Por favor, presenta todos los ítems como una tabla Markdown de dos columnas, «Número» con el número de fila y «Contenido» con la línea, sin incluir las líneas en blanco.

Líneas de datos:
-=-=-=-=-
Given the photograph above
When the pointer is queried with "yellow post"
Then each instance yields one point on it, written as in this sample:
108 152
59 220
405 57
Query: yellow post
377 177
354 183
-=-=-=-=-
Solución del ejercicio:
| Número | Contenido |
|---|---|
| 1 | Given the photograph above |
| 2 | When the pointer is queried with "yellow post" |
| 3 | Then each instance yields one point on it, written as in this sample: |
| 4 | 108 152 |
| 5 | 59 220 |
| 6 | 405 57 |
| 7 | Query: yellow post |
| 8 | 377 177 |
| 9 | 354 183 |